_PROBLEM TO SOLVE_.
I would like every record reproduced exactly, with the pictures left out.

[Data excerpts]
#####
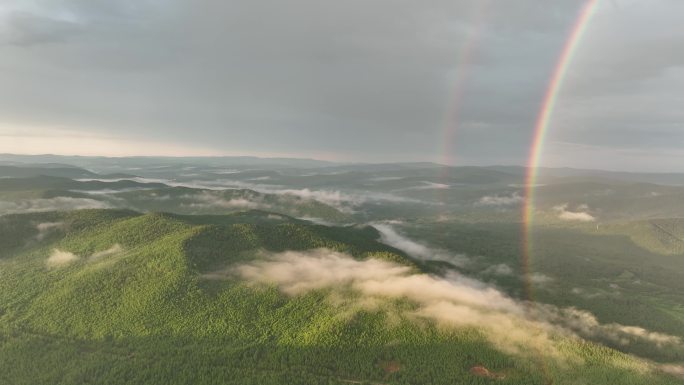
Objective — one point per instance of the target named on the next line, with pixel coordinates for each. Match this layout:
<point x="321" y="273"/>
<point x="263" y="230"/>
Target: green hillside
<point x="117" y="297"/>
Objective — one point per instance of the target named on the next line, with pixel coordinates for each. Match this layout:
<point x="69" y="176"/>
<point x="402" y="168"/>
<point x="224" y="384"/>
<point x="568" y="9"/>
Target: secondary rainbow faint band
<point x="542" y="124"/>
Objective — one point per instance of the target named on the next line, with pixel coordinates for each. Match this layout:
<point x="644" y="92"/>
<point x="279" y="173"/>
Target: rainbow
<point x="542" y="127"/>
<point x="465" y="60"/>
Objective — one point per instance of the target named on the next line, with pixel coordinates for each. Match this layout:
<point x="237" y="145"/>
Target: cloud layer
<point x="454" y="300"/>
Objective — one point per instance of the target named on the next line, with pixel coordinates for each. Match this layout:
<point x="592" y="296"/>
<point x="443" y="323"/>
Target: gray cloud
#####
_EXERCISE RESULT_.
Objective — one point per instance of the target named on the next line, with pixel coordinates for each. Match this layout:
<point x="321" y="273"/>
<point x="263" y="230"/>
Target: green hillside
<point x="117" y="297"/>
Objective — one point per instance of the target named on the next line, with pixel coordinates for each. Match this layout:
<point x="69" y="176"/>
<point x="402" y="168"/>
<point x="224" y="384"/>
<point x="568" y="9"/>
Target: secondary rainbow faint band
<point x="542" y="124"/>
Objective — one point per instance of the target named on the next line, with pixel coordinates for each. Match this layout:
<point x="644" y="92"/>
<point x="279" y="173"/>
Target: rainbow
<point x="542" y="127"/>
<point x="465" y="60"/>
Objective — one point per instance of the target named on the next line, with pixel coordinates for each. Match this layout:
<point x="237" y="145"/>
Target: cloud layer
<point x="454" y="300"/>
Objective — one point per instance of the target named on the next line, with pixel coordinates for each. Match this layout:
<point x="592" y="296"/>
<point x="443" y="323"/>
Target: gray cloud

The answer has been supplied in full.